# Given problem
Could you render the lines below as a Markdown table with the columns Row and Line? Begin at the line that contains "Segment river water from the image above." and stop after the line that contains "[3,0,250,24]", skipping blank lines and leaving the pictures out.

begin Data supplied

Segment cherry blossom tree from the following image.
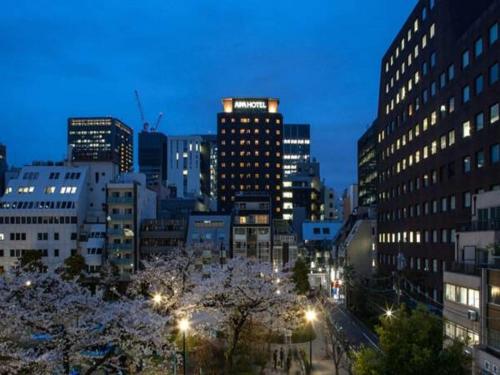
[0,272,175,374]
[191,258,303,372]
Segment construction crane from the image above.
[134,90,149,132]
[151,112,163,132]
[134,90,163,132]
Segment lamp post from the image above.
[179,318,189,375]
[306,309,316,370]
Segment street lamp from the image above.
[306,309,316,370]
[179,318,189,375]
[153,293,163,305]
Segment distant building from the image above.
[0,143,7,197]
[232,192,272,262]
[358,124,377,206]
[321,182,339,220]
[106,173,156,278]
[283,124,311,177]
[140,219,187,258]
[442,191,500,374]
[201,134,217,211]
[139,131,167,190]
[217,98,283,218]
[272,219,298,270]
[342,184,358,222]
[376,0,500,303]
[186,213,231,268]
[68,117,134,172]
[167,135,210,198]
[0,166,90,272]
[283,161,321,220]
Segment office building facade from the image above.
[232,192,272,263]
[0,166,89,272]
[358,124,377,207]
[167,135,210,198]
[68,117,134,172]
[0,143,8,197]
[217,98,283,218]
[139,131,167,189]
[283,124,311,177]
[376,0,500,302]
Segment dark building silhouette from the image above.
[376,0,500,302]
[0,143,7,197]
[68,117,134,172]
[358,124,377,206]
[139,131,167,187]
[283,124,311,176]
[217,98,283,218]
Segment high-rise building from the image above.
[283,161,321,220]
[0,143,7,197]
[342,184,358,222]
[358,124,377,207]
[139,130,167,188]
[167,135,210,198]
[232,192,273,263]
[68,117,134,172]
[0,165,90,273]
[200,134,217,207]
[283,124,311,177]
[217,98,283,218]
[106,173,156,278]
[376,0,500,301]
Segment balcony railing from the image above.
[109,214,133,221]
[108,197,134,204]
[458,219,500,232]
[108,243,134,251]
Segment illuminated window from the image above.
[462,121,471,138]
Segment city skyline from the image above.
[0,0,414,191]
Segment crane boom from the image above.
[134,90,149,131]
[151,112,163,132]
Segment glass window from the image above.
[462,85,470,103]
[448,64,455,81]
[475,112,484,131]
[431,52,436,68]
[490,63,498,85]
[463,156,471,173]
[476,151,484,168]
[474,38,483,57]
[490,103,499,124]
[489,23,498,45]
[462,121,471,138]
[491,143,500,163]
[476,75,484,95]
[462,50,470,69]
[464,191,471,208]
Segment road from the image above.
[325,303,378,349]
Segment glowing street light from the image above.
[179,318,189,375]
[306,309,317,370]
[153,293,163,305]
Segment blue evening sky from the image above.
[0,0,415,194]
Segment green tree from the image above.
[354,306,471,375]
[292,258,311,294]
[63,254,86,280]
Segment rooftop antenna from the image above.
[134,90,149,132]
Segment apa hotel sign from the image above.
[222,98,279,113]
[233,99,267,111]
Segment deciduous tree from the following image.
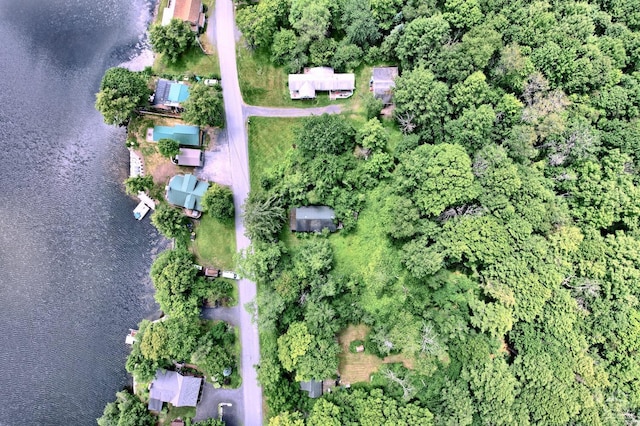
[149,18,197,63]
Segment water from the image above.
[0,0,164,426]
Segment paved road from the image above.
[200,306,242,327]
[215,0,262,426]
[243,104,342,118]
[193,383,244,426]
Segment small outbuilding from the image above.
[152,78,189,109]
[162,0,205,32]
[151,124,202,148]
[176,148,204,167]
[289,206,338,232]
[300,379,322,398]
[289,67,356,99]
[166,174,209,212]
[148,370,202,411]
[371,67,398,105]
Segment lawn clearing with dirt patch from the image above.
[338,324,413,384]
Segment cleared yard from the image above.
[153,0,220,76]
[236,42,371,111]
[249,117,302,189]
[192,214,236,269]
[338,324,413,384]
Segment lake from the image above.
[0,0,166,426]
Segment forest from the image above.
[237,0,640,426]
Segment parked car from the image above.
[204,268,220,278]
[222,271,240,280]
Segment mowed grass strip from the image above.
[192,213,236,269]
[236,41,371,108]
[153,0,220,77]
[249,117,303,190]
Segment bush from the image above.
[202,183,235,220]
[124,176,153,195]
[349,340,366,354]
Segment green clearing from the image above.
[153,45,220,77]
[192,214,236,269]
[158,404,196,425]
[153,0,220,77]
[236,42,371,111]
[249,117,302,190]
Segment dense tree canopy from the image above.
[149,18,197,62]
[96,67,151,126]
[240,0,640,425]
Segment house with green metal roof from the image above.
[167,174,209,212]
[153,78,189,108]
[153,124,202,147]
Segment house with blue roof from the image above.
[153,78,189,108]
[167,174,209,212]
[152,124,202,148]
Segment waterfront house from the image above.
[149,370,202,411]
[162,0,205,32]
[166,174,209,212]
[289,67,356,99]
[370,67,398,105]
[151,78,189,109]
[289,206,338,232]
[176,148,204,167]
[151,124,202,148]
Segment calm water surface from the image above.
[0,0,164,426]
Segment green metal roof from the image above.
[167,83,189,103]
[167,174,209,211]
[153,124,200,146]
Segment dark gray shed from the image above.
[371,67,398,105]
[289,206,338,232]
[300,379,322,398]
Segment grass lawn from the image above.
[192,214,236,269]
[236,41,371,112]
[153,46,220,77]
[338,324,413,383]
[249,117,302,189]
[153,0,220,77]
[158,404,196,426]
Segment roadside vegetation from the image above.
[96,5,234,425]
[238,0,640,425]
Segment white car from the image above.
[222,271,240,280]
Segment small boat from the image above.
[133,201,151,220]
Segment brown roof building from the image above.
[162,0,204,32]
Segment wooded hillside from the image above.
[238,0,640,425]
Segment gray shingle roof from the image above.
[300,379,322,398]
[149,370,202,411]
[290,206,337,232]
[371,67,398,105]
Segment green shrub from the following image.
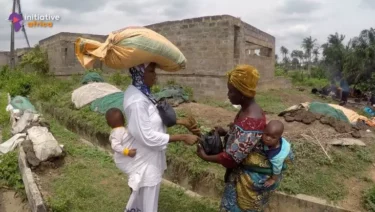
[311,67,327,79]
[289,71,329,88]
[0,151,24,194]
[363,186,375,212]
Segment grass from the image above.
[2,67,375,211]
[280,141,375,201]
[42,119,218,212]
[363,185,375,212]
[0,92,26,198]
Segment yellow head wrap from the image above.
[227,65,259,97]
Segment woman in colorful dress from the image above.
[197,65,279,212]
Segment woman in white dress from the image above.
[121,63,198,212]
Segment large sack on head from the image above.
[72,82,121,109]
[75,27,186,72]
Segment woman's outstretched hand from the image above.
[197,144,207,160]
[177,116,201,136]
[183,134,199,145]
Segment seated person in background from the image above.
[340,78,350,105]
[262,120,292,187]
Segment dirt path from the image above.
[0,190,31,212]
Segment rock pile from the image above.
[283,109,361,138]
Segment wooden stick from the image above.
[310,129,333,163]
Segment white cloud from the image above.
[0,0,375,58]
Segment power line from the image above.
[10,0,16,69]
[17,0,30,48]
[10,0,30,69]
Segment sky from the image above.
[0,0,375,55]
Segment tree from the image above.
[322,32,347,79]
[313,48,320,64]
[290,50,301,69]
[275,54,279,65]
[344,28,375,91]
[302,36,316,75]
[280,46,289,67]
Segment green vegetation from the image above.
[363,186,375,212]
[281,140,375,201]
[0,93,25,197]
[276,28,375,92]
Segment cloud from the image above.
[40,0,109,13]
[0,0,375,60]
[280,0,321,15]
[115,0,202,24]
[361,0,375,9]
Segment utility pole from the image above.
[17,0,30,48]
[10,0,16,69]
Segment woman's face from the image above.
[144,63,156,88]
[228,82,244,105]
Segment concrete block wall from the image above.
[146,15,275,99]
[0,15,275,99]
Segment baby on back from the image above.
[105,108,137,158]
[262,120,292,187]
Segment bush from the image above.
[275,66,288,77]
[0,151,24,194]
[290,71,329,88]
[363,186,375,212]
[311,67,327,79]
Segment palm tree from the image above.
[280,46,289,65]
[313,48,320,64]
[290,50,300,69]
[322,32,349,77]
[344,28,375,86]
[302,36,316,75]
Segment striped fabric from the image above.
[75,27,186,72]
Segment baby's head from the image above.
[105,108,125,129]
[262,120,284,147]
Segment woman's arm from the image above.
[197,144,238,169]
[125,101,198,150]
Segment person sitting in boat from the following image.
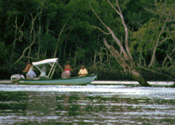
[78,65,88,76]
[26,67,36,79]
[64,62,72,78]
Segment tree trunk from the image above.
[90,0,149,86]
[104,39,150,86]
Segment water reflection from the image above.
[0,85,175,125]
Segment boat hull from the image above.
[18,75,97,85]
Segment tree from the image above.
[90,0,149,86]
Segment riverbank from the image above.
[0,80,174,86]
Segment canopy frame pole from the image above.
[50,63,57,79]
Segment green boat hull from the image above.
[18,75,97,85]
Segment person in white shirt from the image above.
[78,66,88,76]
[26,67,36,79]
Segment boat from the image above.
[18,58,97,85]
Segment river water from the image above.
[0,81,175,125]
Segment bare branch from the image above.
[93,25,111,35]
[14,29,35,64]
[108,0,133,59]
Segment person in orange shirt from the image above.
[23,59,32,73]
[64,62,72,78]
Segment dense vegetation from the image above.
[0,0,175,80]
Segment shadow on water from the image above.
[0,92,27,114]
[0,86,175,125]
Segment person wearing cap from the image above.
[64,62,72,78]
[26,67,36,79]
[78,65,88,76]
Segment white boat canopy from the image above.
[32,58,58,79]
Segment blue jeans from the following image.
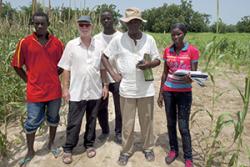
[24,98,61,134]
[163,91,192,160]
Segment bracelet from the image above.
[103,83,109,86]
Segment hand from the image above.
[136,60,150,70]
[112,74,122,82]
[184,72,193,83]
[62,89,70,102]
[102,85,109,100]
[157,93,163,108]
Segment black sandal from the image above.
[143,150,155,161]
[118,154,129,166]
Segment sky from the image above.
[3,0,250,24]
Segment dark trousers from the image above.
[98,82,122,134]
[63,100,100,152]
[163,92,192,160]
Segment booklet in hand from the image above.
[143,53,154,81]
[174,70,208,87]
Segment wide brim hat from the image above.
[120,7,147,23]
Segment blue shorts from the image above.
[24,98,61,134]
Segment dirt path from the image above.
[0,65,250,167]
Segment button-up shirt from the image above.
[58,37,103,101]
[104,32,160,98]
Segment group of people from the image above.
[11,8,199,167]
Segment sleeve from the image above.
[103,38,119,58]
[58,40,64,62]
[58,43,72,71]
[150,37,161,60]
[163,48,169,62]
[11,39,25,68]
[190,47,200,63]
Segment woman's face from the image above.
[171,28,185,45]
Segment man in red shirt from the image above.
[11,12,64,166]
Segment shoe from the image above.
[115,133,122,144]
[118,154,129,166]
[62,152,73,164]
[143,150,155,161]
[185,159,193,167]
[86,147,96,158]
[98,133,109,142]
[165,150,178,164]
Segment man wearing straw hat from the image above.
[58,16,108,164]
[102,8,160,165]
[94,10,122,144]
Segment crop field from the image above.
[0,15,250,166]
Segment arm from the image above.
[184,62,198,83]
[14,67,27,83]
[137,59,161,70]
[62,70,70,101]
[102,54,122,82]
[157,62,169,107]
[57,67,63,75]
[101,70,109,99]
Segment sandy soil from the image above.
[0,65,250,167]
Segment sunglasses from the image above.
[78,23,91,28]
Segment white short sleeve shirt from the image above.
[58,37,103,101]
[104,32,160,98]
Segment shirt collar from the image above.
[170,42,189,52]
[76,37,95,47]
[32,32,52,41]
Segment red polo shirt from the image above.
[11,33,64,102]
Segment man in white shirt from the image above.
[94,10,122,144]
[58,16,108,164]
[102,8,160,165]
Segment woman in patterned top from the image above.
[157,23,199,167]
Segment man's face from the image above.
[33,16,49,35]
[171,28,185,45]
[127,19,142,34]
[101,12,114,28]
[77,21,92,37]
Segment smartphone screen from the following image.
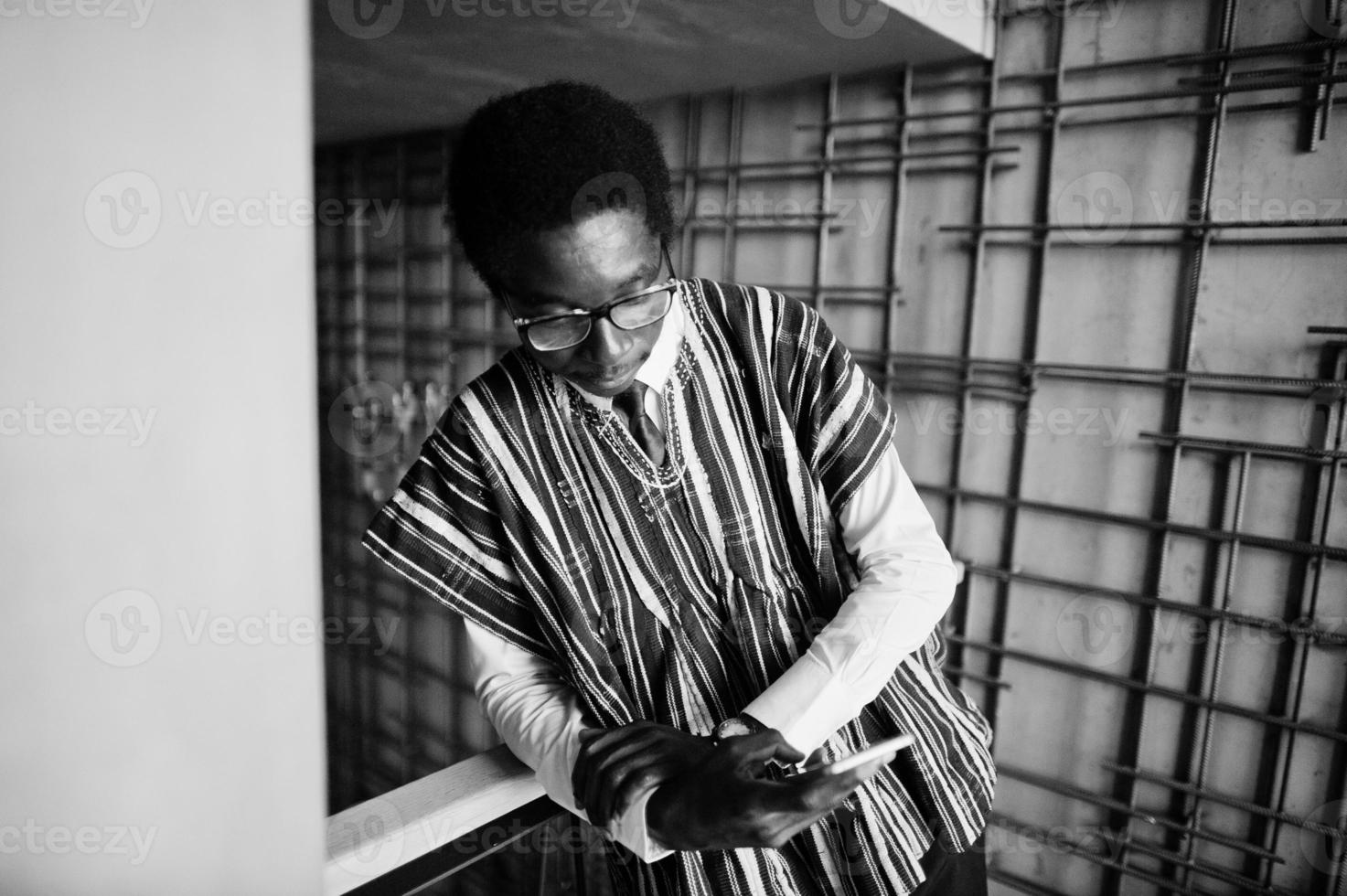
[800,734,914,774]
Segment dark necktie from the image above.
[613,381,664,466]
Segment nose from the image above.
[584,314,627,364]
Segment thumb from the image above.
[730,728,804,768]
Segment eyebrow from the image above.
[513,257,663,316]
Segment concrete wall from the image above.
[0,0,326,895]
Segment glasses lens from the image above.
[609,290,674,330]
[528,316,589,352]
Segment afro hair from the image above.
[449,80,675,291]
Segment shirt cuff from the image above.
[609,787,674,862]
[743,654,863,756]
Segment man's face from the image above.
[502,210,664,396]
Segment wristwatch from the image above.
[711,713,766,743]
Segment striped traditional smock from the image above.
[364,281,996,896]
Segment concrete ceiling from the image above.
[313,0,991,143]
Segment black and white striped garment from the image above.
[364,281,996,896]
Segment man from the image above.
[365,82,994,895]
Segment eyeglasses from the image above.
[501,242,678,352]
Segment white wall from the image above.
[0,0,326,893]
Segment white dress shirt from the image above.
[465,292,955,862]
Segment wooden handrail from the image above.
[324,745,547,896]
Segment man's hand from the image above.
[572,722,711,827]
[646,731,893,850]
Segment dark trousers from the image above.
[912,831,988,896]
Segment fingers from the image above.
[583,737,668,827]
[722,729,804,771]
[572,720,709,827]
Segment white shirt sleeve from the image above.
[464,620,672,862]
[743,444,957,754]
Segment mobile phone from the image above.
[800,734,914,774]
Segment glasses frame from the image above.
[501,240,679,352]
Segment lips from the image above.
[578,364,636,392]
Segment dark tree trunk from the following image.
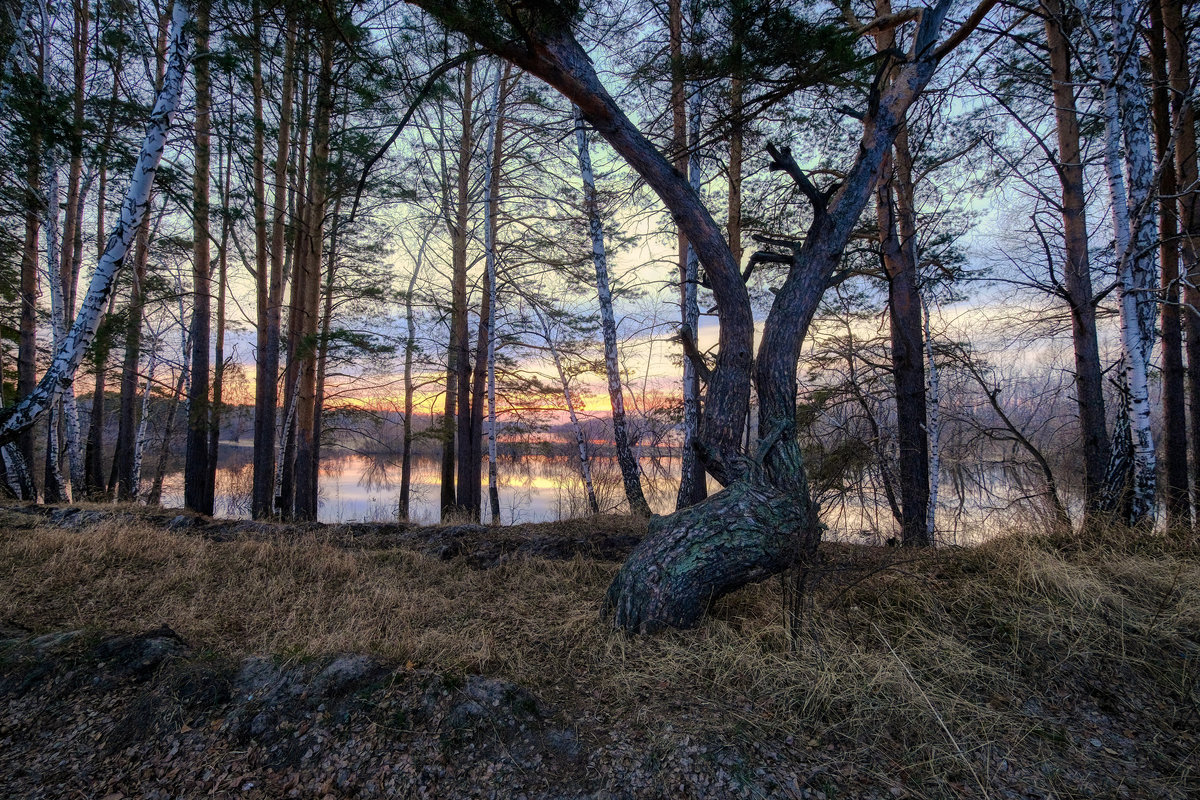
[16,133,42,499]
[1163,0,1200,515]
[876,139,932,546]
[667,0,708,509]
[276,48,311,519]
[1150,0,1192,527]
[184,0,212,516]
[442,61,478,519]
[442,62,480,519]
[1043,0,1111,510]
[209,104,233,513]
[84,29,125,499]
[108,211,152,503]
[408,0,969,631]
[294,28,336,519]
[251,4,298,519]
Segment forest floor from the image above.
[0,506,1200,800]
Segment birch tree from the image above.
[0,0,188,444]
[414,0,994,631]
[571,106,650,517]
[1080,0,1158,524]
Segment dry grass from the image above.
[0,513,1200,794]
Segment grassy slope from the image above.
[0,510,1200,796]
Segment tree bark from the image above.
[1042,0,1111,520]
[251,4,298,519]
[1150,0,1192,528]
[208,100,233,506]
[108,1,174,503]
[293,20,336,519]
[84,29,125,499]
[184,0,212,516]
[0,0,188,453]
[472,64,512,525]
[276,48,311,519]
[1081,0,1157,524]
[397,236,430,522]
[1162,0,1200,520]
[442,61,474,519]
[572,107,650,517]
[667,0,708,509]
[416,0,969,631]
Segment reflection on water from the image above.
[163,444,1031,545]
[163,447,700,524]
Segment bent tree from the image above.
[0,0,188,445]
[409,0,995,632]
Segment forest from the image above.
[0,0,1200,800]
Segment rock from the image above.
[312,656,383,694]
[233,656,283,699]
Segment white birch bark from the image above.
[533,305,600,515]
[678,2,703,507]
[0,0,188,444]
[571,106,650,517]
[922,292,942,541]
[1080,0,1158,523]
[484,70,504,525]
[43,160,71,503]
[130,336,159,497]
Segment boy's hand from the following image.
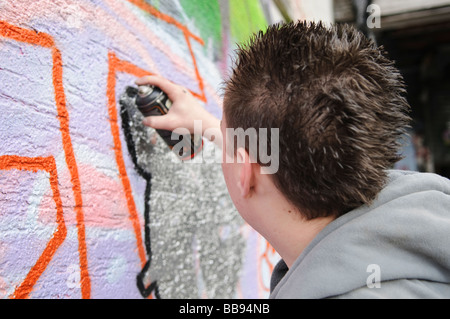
[136,75,220,135]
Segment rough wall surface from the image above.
[0,0,278,298]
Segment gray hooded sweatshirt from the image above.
[270,171,450,298]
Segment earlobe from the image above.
[236,148,254,198]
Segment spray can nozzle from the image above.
[136,85,203,160]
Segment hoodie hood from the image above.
[270,171,450,298]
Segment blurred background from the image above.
[262,0,450,177]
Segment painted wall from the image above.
[0,0,284,298]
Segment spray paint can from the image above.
[136,85,203,160]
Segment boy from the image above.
[137,22,450,298]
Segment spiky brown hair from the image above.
[224,22,410,219]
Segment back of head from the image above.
[224,22,409,218]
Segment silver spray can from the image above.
[136,85,203,160]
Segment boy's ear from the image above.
[236,147,255,198]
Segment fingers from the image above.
[135,75,186,101]
[142,115,174,131]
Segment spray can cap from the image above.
[138,85,153,96]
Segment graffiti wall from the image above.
[0,0,284,298]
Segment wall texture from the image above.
[0,0,284,298]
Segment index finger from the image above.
[135,75,181,99]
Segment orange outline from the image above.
[0,21,91,299]
[0,155,67,299]
[128,0,206,102]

end Data supplied

# Written solution
| Row | Line |
|---|---|
| 1 | Segment river water from the image above. |
| 2 | [0,81,175,125] |
| 3 | Segment bare branch from the image above. |
| 4 | [93,25,111,35] |
| 5 | [14,29,35,64] |
| 6 | [108,0,133,59] |
| 7 | Segment person in orange shirt from the image above. |
| 8 | [23,59,32,73] |
| 9 | [64,62,72,78] |
| 10 | Segment dense vegetation from the image above. |
| 11 | [0,0,175,80] |
| 12 | Segment shadow on water from the image above. |
| 13 | [0,92,27,114] |
| 14 | [0,86,175,125] |
| 15 | Segment person wearing cap from the image above. |
| 16 | [64,62,72,78] |
| 17 | [26,67,36,79] |
| 18 | [78,65,88,76] |
| 19 | Segment white boat canopy from the image above. |
| 20 | [32,58,58,79] |
| 21 | Segment blue jeans from the following image. |
| 22 | [24,98,61,134] |
| 23 | [163,91,192,160] |
| 24 | Segment bracelet from the image above. |
| 25 | [103,83,109,86] |
| 26 | Segment hand from the image above. |
| 27 | [136,60,150,70] |
| 28 | [112,74,122,82] |
| 29 | [184,72,193,83] |
| 30 | [62,89,70,102] |
| 31 | [102,85,109,100] |
| 32 | [157,93,163,108] |
| 33 | Segment black sandal from the image above. |
| 34 | [143,150,155,161] |
| 35 | [118,154,129,166] |
| 36 | Segment sky from the image above. |
| 37 | [3,0,250,24] |